**THE DATA**
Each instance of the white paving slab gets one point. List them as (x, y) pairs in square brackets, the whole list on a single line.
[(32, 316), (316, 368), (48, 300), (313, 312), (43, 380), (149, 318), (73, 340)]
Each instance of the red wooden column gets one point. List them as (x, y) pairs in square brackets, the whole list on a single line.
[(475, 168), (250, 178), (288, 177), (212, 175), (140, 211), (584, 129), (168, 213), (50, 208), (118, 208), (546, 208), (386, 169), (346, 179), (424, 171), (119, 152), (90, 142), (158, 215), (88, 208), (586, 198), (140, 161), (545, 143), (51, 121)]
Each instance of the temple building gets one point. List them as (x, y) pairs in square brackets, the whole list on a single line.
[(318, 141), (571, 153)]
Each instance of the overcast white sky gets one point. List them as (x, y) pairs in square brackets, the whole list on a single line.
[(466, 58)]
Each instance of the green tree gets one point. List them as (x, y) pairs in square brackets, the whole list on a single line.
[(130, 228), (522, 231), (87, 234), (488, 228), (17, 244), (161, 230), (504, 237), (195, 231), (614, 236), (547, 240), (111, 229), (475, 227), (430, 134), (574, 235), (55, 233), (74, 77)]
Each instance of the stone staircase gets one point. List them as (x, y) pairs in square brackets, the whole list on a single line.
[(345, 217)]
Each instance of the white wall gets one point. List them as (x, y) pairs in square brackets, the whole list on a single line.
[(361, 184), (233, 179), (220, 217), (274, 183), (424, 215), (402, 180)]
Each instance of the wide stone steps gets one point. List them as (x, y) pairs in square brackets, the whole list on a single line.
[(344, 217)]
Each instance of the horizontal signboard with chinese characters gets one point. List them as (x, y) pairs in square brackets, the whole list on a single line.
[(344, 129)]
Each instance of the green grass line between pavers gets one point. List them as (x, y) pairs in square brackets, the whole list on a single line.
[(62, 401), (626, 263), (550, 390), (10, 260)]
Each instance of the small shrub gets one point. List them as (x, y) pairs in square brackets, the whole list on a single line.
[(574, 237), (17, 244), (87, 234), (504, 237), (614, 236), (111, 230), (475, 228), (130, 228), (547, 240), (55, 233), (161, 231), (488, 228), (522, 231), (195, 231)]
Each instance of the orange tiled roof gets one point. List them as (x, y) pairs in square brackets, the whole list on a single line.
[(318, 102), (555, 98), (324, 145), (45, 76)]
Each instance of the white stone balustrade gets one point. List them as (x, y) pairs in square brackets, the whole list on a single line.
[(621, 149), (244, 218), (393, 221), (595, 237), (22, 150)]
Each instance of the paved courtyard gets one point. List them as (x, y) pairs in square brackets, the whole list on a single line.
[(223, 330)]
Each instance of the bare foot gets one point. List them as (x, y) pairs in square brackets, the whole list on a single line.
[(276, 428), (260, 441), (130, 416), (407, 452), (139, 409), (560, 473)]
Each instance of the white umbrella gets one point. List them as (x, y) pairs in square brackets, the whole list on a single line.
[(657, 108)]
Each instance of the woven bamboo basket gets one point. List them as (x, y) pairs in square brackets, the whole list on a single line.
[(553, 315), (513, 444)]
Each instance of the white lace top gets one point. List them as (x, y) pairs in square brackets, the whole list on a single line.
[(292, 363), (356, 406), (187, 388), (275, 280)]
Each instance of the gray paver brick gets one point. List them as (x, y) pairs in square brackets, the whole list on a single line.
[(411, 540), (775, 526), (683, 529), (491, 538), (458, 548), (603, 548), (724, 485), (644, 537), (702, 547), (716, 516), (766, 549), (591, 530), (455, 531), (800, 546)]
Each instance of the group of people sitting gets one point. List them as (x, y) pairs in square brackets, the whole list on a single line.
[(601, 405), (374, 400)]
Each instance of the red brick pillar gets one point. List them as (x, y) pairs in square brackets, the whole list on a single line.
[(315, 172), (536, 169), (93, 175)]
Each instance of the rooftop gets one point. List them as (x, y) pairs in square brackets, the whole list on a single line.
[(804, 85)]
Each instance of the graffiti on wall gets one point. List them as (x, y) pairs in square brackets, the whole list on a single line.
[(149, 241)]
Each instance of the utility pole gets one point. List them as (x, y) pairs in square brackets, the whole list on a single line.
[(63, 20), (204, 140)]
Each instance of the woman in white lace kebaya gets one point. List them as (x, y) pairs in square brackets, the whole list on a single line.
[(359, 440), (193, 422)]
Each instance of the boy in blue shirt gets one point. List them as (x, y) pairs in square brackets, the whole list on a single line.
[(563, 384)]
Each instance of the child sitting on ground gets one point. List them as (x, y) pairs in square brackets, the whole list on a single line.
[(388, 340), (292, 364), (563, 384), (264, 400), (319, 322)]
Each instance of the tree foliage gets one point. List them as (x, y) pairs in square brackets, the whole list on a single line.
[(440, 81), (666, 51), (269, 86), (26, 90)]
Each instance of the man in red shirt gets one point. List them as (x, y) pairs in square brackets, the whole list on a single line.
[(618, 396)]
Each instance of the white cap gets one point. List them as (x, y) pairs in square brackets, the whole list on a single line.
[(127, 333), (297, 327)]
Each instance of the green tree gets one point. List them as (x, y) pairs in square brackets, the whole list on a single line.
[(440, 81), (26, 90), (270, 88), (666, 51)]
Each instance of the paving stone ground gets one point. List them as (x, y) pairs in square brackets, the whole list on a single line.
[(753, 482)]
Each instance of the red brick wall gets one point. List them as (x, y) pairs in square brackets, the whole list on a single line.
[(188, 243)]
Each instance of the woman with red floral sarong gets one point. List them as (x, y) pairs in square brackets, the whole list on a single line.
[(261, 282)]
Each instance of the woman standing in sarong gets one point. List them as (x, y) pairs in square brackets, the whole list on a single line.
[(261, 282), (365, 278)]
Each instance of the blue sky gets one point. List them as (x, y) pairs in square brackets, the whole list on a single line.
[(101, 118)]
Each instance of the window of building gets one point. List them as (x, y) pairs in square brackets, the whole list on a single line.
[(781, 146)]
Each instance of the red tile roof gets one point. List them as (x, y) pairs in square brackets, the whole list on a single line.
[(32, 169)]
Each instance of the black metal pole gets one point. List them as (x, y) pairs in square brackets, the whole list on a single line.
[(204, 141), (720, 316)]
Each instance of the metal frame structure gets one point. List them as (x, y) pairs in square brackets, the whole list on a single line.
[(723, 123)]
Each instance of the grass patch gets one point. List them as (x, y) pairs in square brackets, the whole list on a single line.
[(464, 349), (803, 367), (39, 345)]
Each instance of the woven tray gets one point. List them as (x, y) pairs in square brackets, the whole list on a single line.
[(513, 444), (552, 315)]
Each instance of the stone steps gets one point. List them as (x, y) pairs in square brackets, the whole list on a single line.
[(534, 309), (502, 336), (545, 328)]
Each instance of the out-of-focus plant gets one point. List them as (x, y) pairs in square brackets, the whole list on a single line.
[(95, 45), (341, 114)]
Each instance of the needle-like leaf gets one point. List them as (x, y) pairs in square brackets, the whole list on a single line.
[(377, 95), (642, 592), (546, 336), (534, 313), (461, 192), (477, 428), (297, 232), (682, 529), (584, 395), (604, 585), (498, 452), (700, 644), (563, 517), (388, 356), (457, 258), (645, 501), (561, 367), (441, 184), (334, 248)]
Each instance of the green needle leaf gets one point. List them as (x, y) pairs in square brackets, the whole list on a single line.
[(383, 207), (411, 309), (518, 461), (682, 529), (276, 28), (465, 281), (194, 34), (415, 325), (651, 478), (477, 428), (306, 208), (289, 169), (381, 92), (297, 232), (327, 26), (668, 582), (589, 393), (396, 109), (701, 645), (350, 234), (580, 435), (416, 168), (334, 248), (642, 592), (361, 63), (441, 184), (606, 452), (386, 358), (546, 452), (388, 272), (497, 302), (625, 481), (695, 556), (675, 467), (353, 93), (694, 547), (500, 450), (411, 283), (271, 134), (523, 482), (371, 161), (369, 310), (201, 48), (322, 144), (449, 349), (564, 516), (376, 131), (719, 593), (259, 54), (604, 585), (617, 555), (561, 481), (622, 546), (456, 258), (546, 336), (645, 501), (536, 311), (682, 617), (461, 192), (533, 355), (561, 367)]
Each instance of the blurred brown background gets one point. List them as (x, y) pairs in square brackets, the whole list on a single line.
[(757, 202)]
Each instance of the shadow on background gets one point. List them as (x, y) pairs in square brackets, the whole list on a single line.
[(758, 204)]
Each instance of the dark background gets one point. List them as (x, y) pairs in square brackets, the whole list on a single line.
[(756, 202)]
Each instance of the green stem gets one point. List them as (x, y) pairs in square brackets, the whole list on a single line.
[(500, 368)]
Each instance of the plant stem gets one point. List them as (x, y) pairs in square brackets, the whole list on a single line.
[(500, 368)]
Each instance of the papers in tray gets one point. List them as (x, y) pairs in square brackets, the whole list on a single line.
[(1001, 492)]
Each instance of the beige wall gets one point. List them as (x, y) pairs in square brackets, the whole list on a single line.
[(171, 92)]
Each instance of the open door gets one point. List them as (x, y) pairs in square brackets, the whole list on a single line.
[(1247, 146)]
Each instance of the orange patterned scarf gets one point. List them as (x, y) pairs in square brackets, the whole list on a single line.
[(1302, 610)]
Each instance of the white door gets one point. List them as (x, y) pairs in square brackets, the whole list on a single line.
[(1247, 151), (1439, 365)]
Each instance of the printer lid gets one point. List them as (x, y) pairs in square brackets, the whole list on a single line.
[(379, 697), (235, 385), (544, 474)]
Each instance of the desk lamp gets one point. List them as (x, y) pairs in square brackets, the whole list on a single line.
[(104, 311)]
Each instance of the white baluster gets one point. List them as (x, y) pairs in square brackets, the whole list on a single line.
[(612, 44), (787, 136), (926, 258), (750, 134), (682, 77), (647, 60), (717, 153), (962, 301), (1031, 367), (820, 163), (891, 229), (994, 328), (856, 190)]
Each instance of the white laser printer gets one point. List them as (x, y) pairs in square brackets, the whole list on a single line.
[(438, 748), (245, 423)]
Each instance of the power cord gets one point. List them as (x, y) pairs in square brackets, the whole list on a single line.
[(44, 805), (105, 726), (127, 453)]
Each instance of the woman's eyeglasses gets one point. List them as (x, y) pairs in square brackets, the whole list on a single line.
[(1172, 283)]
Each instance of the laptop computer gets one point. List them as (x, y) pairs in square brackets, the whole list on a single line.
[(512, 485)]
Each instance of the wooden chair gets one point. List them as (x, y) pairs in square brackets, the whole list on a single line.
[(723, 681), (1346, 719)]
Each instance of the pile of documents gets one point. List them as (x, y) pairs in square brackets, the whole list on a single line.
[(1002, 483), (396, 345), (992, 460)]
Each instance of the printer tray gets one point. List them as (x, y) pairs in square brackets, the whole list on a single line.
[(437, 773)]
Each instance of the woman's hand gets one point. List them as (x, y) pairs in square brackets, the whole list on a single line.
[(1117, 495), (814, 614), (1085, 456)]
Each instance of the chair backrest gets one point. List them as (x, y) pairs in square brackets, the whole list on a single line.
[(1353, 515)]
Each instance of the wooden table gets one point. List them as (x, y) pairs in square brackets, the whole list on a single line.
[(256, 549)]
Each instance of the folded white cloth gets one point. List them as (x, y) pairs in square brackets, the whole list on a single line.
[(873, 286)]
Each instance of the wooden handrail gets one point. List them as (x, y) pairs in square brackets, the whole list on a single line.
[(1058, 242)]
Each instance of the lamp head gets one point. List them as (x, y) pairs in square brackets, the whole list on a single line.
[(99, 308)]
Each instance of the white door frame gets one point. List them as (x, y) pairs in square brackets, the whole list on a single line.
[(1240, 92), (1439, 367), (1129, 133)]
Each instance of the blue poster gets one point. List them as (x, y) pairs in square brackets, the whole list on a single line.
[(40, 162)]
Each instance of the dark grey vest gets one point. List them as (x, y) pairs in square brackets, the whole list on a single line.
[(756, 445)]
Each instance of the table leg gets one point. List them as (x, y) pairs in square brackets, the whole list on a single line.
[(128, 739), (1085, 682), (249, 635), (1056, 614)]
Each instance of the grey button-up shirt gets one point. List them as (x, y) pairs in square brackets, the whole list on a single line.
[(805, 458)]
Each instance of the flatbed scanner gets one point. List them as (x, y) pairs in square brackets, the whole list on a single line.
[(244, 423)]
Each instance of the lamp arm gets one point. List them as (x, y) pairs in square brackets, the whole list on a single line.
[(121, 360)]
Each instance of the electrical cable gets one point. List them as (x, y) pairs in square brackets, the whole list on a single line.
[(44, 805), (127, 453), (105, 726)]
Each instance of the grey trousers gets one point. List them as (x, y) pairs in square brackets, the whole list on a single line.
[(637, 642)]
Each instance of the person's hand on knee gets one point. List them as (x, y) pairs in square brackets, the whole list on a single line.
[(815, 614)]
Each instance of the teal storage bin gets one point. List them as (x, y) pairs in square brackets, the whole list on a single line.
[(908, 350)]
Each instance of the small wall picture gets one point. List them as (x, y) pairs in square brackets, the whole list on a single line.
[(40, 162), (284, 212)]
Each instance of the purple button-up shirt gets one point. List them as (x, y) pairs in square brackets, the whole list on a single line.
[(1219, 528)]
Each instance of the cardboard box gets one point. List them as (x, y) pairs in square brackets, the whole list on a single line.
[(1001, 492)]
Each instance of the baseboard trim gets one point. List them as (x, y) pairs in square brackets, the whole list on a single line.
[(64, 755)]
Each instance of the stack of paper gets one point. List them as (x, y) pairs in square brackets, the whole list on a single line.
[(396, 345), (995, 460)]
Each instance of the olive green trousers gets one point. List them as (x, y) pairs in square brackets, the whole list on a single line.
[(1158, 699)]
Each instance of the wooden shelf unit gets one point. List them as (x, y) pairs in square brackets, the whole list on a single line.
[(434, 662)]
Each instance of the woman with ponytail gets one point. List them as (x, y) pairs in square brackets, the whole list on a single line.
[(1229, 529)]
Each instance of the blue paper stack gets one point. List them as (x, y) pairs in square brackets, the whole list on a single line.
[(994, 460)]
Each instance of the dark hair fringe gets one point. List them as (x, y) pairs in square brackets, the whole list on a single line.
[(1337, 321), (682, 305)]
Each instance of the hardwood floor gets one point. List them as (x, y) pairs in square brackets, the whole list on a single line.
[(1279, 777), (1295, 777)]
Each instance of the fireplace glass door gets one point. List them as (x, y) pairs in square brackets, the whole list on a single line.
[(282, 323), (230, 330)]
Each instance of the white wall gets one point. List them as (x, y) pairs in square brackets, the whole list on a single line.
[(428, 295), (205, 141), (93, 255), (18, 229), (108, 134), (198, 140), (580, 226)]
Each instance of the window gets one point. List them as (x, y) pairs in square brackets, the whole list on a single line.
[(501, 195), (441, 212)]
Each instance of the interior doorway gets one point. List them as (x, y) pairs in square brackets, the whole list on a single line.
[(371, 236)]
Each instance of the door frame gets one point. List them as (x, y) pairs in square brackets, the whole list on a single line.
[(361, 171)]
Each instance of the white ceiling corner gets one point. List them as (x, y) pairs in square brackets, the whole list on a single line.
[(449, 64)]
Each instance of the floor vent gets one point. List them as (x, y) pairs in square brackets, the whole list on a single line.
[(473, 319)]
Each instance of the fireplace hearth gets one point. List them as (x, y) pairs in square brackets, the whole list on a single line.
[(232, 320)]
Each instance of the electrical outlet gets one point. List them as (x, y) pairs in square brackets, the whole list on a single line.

**WORK ORDER**
Starting at the line that contains "Each instance of the fireplace hearth", write out every line through the last one in the data above, exactly as it stands.

**TASK RESPONSE**
Each instance of the fireplace hearth gets one point. List them as (x, y) pairs in square brackets, the whole list on a single line.
[(232, 320)]
Each instance of the electrical outlet gets one point. List them as (x, y) pairs in square brackets, the whole list on a single line.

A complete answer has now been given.